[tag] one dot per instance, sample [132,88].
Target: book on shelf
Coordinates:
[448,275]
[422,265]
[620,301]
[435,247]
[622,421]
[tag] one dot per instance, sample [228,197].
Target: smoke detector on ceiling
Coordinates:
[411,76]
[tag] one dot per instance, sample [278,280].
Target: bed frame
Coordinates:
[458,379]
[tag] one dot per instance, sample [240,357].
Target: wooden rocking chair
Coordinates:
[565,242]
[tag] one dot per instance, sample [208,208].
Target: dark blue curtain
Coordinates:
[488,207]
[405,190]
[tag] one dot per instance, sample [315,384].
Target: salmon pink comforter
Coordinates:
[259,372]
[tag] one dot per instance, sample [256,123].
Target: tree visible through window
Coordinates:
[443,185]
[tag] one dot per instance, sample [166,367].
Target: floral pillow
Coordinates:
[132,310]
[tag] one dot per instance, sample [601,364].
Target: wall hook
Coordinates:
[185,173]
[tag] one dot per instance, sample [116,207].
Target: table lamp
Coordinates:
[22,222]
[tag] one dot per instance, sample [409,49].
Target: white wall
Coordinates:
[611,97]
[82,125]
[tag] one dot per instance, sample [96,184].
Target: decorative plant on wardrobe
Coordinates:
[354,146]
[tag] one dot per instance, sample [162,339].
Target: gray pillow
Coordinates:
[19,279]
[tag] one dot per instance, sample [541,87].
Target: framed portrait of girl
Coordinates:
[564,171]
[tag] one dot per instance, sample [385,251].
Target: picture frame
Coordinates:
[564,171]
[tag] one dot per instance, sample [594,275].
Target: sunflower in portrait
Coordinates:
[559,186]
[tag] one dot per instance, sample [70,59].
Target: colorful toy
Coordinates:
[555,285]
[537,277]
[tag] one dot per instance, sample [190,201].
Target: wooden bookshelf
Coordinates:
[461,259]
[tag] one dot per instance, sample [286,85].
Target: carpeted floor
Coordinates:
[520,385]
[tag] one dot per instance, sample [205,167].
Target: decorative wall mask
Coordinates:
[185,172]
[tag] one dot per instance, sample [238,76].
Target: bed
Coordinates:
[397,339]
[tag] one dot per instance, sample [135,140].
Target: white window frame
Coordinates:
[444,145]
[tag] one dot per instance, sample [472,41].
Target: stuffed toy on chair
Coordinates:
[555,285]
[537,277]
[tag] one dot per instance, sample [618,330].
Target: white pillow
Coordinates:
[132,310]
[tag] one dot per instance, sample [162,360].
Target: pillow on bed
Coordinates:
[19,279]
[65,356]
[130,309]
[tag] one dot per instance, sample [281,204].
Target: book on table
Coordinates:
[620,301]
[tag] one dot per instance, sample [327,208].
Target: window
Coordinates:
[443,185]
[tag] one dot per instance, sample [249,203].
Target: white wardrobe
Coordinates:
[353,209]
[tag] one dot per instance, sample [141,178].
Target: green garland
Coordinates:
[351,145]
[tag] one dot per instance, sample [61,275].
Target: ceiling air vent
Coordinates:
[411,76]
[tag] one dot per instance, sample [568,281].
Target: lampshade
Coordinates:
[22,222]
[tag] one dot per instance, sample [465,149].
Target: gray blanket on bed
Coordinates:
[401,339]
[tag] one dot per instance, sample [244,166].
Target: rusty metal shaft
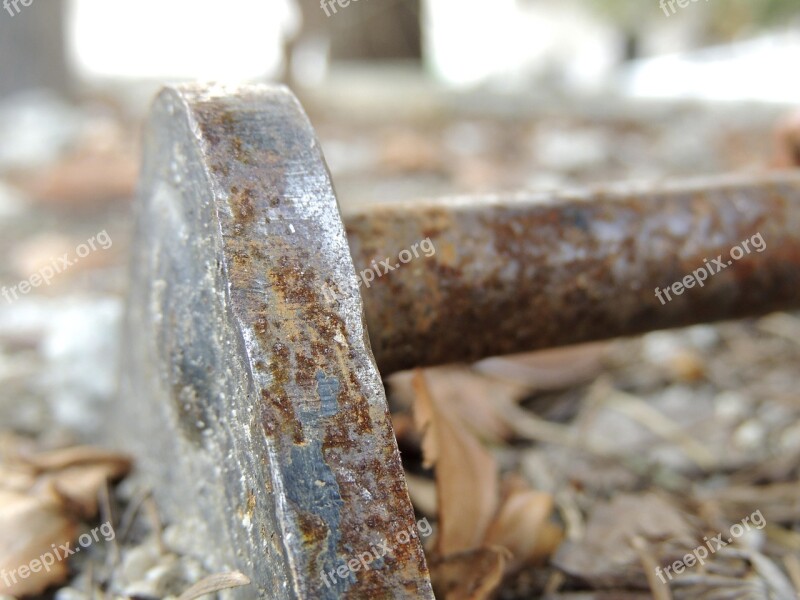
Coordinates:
[512,274]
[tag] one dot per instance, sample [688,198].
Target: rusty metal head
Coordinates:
[255,403]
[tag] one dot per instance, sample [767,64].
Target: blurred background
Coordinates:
[411,99]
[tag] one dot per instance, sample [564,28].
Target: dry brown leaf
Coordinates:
[29,526]
[548,370]
[466,474]
[215,583]
[79,486]
[479,401]
[522,526]
[787,143]
[473,575]
[76,456]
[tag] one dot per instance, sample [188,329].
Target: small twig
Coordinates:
[638,410]
[129,516]
[152,513]
[659,589]
[215,583]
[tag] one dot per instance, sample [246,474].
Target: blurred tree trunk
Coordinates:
[32,48]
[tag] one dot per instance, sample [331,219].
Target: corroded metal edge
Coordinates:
[533,271]
[266,395]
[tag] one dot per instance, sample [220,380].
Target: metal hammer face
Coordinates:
[255,404]
[252,398]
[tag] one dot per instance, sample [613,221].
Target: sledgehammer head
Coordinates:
[252,402]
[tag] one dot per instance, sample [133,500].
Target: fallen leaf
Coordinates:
[29,526]
[467,488]
[523,527]
[473,575]
[548,370]
[215,583]
[478,400]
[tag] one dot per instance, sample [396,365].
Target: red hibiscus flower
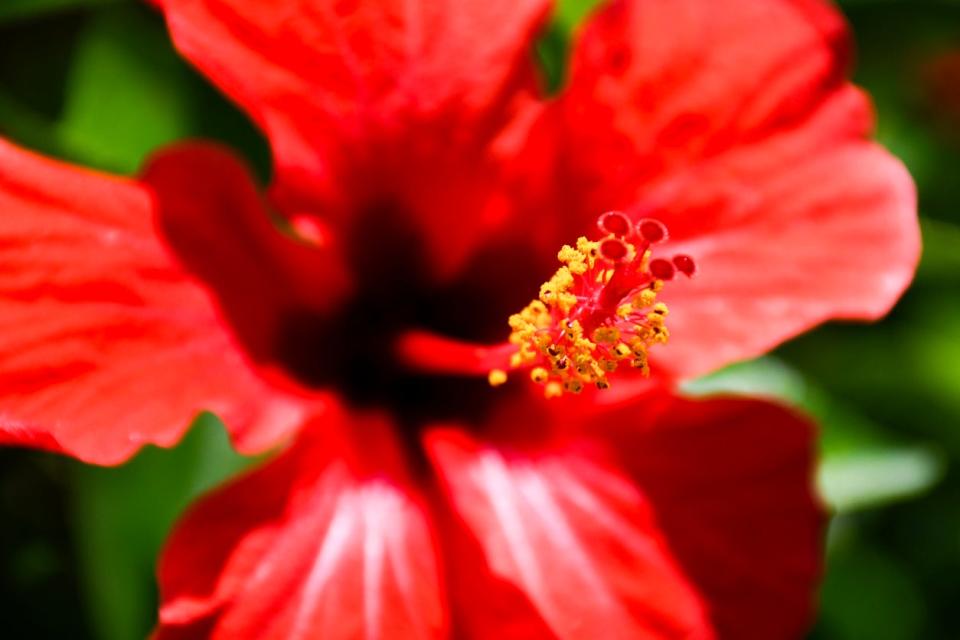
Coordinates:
[423,186]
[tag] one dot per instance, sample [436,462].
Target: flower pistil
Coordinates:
[598,312]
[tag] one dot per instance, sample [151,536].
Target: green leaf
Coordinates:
[128,92]
[941,258]
[854,481]
[862,464]
[122,515]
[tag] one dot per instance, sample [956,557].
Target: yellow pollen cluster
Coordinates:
[571,336]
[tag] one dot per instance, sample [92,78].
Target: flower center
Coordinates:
[598,312]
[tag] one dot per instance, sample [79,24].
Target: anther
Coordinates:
[599,311]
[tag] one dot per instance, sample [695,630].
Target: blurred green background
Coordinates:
[97,82]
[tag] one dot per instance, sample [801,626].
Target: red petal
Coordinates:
[409,109]
[322,542]
[731,484]
[731,122]
[222,231]
[836,237]
[106,344]
[572,534]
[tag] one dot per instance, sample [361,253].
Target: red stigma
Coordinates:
[661,269]
[615,223]
[614,249]
[652,231]
[685,265]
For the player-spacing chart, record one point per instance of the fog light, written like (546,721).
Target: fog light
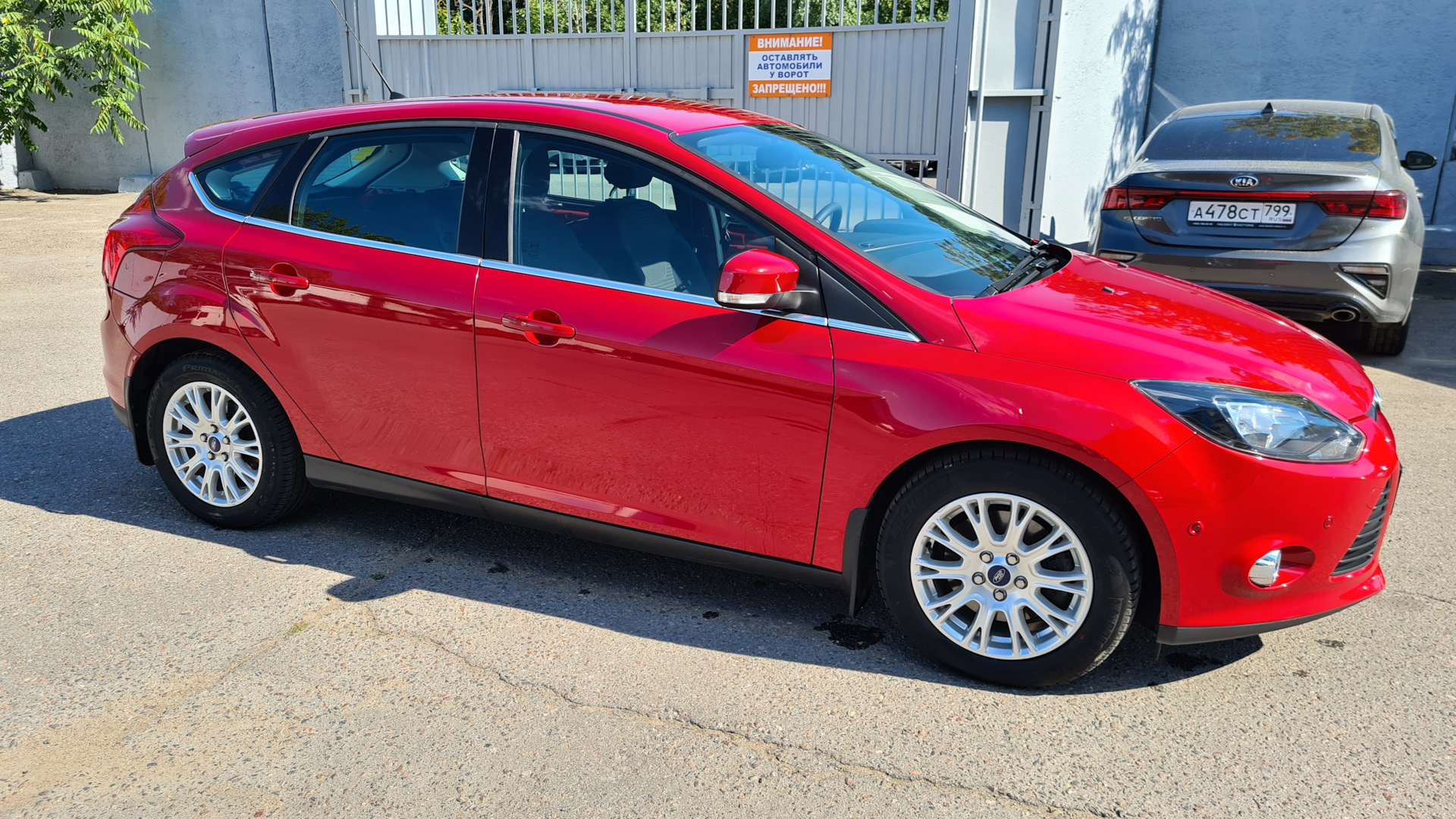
(1266,570)
(1373,276)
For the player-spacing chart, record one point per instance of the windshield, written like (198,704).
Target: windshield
(1289,137)
(894,221)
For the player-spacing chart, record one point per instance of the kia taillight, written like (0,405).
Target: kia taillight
(1388,205)
(137,228)
(1379,205)
(1136,199)
(1114,199)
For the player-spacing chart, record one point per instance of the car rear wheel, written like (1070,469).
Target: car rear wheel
(1386,338)
(1008,567)
(223,445)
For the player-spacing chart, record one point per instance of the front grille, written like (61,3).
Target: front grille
(1362,551)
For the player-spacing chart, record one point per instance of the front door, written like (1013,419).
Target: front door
(359,303)
(615,388)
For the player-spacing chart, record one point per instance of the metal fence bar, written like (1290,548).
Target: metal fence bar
(517,18)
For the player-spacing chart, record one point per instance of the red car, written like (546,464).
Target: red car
(715,335)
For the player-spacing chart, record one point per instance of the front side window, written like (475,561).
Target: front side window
(899,223)
(402,187)
(593,212)
(239,183)
(1267,137)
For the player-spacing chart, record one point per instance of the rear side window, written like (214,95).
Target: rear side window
(1280,137)
(402,187)
(239,183)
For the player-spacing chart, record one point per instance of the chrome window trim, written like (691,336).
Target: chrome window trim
(873,330)
(309,232)
(641,290)
(207,202)
(391,124)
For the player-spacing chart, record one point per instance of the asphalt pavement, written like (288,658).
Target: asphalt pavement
(373,659)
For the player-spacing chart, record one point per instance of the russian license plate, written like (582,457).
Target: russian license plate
(1242,215)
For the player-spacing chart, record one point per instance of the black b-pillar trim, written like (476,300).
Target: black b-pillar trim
(334,475)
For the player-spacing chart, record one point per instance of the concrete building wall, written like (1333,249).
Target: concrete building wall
(1100,101)
(209,61)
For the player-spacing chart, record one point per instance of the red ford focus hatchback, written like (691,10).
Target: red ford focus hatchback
(720,337)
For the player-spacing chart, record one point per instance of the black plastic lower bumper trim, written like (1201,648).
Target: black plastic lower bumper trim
(1181,635)
(335,475)
(121,414)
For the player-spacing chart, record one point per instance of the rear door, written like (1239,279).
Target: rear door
(350,284)
(1288,181)
(645,403)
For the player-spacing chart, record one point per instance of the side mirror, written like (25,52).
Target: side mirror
(756,279)
(1417,161)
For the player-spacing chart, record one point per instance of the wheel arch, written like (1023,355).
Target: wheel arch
(145,375)
(1147,554)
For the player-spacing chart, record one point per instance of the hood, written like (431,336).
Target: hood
(1123,322)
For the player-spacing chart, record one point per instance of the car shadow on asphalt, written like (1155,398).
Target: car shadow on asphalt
(388,548)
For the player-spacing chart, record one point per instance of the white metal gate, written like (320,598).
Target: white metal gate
(910,83)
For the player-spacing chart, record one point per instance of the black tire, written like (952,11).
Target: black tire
(281,485)
(1386,338)
(1082,506)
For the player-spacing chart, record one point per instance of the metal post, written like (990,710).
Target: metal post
(981,105)
(631,50)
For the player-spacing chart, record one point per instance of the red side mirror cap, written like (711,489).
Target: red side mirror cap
(755,279)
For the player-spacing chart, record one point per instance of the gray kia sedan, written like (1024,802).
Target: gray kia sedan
(1299,206)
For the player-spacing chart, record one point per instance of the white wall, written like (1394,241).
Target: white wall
(1100,98)
(209,61)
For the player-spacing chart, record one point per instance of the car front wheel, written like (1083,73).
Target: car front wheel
(223,445)
(1008,567)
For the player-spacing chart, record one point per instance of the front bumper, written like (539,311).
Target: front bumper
(1223,509)
(1185,635)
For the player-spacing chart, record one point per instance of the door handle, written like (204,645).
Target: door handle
(280,278)
(539,324)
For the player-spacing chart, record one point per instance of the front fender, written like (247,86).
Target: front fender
(897,401)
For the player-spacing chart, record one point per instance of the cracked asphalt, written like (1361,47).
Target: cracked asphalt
(372,659)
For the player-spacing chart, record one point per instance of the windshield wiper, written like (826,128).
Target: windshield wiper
(1036,264)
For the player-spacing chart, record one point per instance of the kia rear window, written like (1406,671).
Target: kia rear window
(239,183)
(892,219)
(400,187)
(1277,137)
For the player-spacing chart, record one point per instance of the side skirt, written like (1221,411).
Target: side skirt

◆ Request ◆
Starting at the line that contains "written like (1024,802)." and ending at the last of the lines, write those lines out again with their requests, multiplying every coordinate in the answers by 1.75 and rounding to whole numbers, halves up. Leave the numbers in the requests unchanged.

◆ Answer for this exercise ◆
For the player-spacing chart, record one point per instance of the gray kia sedan, written like (1024,802).
Target: gray kia sedan
(2273,361)
For the player-spacing chart, record one point per instance of the white wall, written like (1394,241).
Target: white wall
(1925,172)
(366,107)
For the player-spacing chart, record one point per instance of the car front wheel, written like (1083,73).
Target: car front wheel
(390,779)
(1764,992)
For the player-spacing chart, record one point per instance of the front bumper, written like (539,311).
Target: front bumper
(2140,891)
(2074,1111)
For the player-spacing chart, record one point per instance of the door handle, written like (204,645).
Target: door handle
(490,487)
(943,567)
For the player-spacing chart, record one point per instance of the front fender, written like (247,86).
Target: front fender
(1570,702)
For the player-spacing chart, record one point per instance of the cracked asphalt, written like (1361,47).
Target: cracked asphalt
(651,1153)
For the player-spacing chart, record one point per instance of the windshield wiper, written like (826,128).
Target: windshield wiper
(1813,462)
For the player-spacing chart, record one point per instance of the kia rear window, written like (1406,671).
Target: kia rear window
(418,320)
(1561,383)
(700,327)
(2235,240)
For the player-spacing chart, record one point per instance of the side skirt, written like (1221,411).
Target: side skirt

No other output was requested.